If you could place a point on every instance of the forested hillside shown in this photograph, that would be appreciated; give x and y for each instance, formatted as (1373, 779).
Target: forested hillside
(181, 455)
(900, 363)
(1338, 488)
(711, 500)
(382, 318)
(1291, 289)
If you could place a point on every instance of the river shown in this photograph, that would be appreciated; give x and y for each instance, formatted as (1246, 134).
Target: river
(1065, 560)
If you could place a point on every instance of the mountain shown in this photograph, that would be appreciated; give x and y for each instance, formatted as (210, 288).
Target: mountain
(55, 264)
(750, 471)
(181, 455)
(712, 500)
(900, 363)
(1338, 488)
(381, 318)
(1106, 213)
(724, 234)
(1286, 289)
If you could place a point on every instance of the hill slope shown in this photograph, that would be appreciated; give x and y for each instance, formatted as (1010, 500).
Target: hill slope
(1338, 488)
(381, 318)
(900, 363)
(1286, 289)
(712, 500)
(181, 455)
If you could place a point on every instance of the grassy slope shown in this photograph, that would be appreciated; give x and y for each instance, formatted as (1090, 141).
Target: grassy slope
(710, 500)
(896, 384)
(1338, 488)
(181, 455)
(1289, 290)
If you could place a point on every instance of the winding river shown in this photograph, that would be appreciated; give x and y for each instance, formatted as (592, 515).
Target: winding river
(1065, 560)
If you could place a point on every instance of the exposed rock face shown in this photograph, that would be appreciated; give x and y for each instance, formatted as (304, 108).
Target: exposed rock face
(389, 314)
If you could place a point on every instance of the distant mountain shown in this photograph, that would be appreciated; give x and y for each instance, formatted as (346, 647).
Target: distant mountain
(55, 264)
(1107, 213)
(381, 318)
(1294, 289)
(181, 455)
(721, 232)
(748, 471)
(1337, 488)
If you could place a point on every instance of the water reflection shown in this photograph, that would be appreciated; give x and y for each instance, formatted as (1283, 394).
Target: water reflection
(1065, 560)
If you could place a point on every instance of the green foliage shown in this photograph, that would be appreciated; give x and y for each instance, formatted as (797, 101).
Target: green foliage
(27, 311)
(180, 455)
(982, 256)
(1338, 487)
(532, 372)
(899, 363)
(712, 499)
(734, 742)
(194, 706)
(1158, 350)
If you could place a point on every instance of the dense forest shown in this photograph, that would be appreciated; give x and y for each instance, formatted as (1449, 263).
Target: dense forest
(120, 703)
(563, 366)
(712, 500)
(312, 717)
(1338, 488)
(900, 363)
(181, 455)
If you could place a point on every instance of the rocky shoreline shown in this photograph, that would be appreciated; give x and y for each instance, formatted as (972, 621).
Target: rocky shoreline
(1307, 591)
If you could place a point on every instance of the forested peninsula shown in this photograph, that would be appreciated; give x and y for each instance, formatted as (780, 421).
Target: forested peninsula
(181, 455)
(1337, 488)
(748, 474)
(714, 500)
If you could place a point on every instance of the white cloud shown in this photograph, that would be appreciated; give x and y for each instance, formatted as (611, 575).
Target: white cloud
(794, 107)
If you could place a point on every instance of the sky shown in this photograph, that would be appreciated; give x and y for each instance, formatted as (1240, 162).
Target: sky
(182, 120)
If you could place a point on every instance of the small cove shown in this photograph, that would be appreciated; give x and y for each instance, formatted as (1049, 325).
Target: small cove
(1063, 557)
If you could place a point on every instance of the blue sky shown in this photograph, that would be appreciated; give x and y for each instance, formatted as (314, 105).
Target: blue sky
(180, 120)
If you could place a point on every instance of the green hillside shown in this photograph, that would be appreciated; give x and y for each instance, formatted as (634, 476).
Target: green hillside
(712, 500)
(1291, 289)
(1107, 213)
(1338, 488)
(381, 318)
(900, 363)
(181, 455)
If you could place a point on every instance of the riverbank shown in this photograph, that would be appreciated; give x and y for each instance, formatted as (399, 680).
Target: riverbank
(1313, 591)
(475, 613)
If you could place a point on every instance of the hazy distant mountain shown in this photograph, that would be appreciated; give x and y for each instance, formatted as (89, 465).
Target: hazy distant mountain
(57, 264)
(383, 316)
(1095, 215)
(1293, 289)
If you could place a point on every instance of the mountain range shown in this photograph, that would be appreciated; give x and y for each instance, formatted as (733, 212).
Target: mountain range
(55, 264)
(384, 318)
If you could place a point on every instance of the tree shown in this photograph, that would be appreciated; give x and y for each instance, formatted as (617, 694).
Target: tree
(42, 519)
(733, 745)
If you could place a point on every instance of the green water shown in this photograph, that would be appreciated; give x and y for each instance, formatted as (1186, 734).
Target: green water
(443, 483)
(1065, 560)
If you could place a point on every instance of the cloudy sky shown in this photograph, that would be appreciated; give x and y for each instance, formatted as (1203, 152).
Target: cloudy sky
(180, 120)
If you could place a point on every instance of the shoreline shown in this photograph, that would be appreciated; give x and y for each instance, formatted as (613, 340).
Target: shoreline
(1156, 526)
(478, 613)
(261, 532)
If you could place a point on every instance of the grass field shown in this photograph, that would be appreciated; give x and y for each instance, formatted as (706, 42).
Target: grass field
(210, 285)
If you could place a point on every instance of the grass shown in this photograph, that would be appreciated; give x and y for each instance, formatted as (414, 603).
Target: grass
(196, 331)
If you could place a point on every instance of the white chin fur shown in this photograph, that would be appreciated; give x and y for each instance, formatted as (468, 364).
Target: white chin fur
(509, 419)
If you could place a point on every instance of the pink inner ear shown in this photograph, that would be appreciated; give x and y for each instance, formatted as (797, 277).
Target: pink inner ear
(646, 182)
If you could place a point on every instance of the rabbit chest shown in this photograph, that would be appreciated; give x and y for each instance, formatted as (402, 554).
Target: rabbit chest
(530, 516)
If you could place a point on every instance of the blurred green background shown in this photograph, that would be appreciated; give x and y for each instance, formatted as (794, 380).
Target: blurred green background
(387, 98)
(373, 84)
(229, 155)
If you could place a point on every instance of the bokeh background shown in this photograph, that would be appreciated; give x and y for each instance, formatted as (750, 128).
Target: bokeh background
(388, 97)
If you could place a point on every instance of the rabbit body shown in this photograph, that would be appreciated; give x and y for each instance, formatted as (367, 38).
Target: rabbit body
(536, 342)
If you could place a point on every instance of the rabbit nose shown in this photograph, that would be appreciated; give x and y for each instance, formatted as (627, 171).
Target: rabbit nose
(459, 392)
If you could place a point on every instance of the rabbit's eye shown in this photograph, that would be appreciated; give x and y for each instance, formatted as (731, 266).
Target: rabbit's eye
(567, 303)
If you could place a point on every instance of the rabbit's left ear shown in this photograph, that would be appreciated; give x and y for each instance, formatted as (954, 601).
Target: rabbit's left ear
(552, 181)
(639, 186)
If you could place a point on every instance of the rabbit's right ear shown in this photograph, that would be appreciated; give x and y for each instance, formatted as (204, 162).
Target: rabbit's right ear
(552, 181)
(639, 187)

################

• _Exercise brief_:
Rewrite the rows between the lines holding "as (972, 621)." and "(1307, 591)", inclusive, and only those, adding 88 to every coordinate in the answer points. Keep the requests and their sample coordinates unchanged.

• _Result of this task_:
If you could place a point on every instance of the rocky shoreline shown in this photograph, that would be appreciated; give x and y for each instance, formatted as (972, 621).
Target: rocky shoreline
(1395, 679)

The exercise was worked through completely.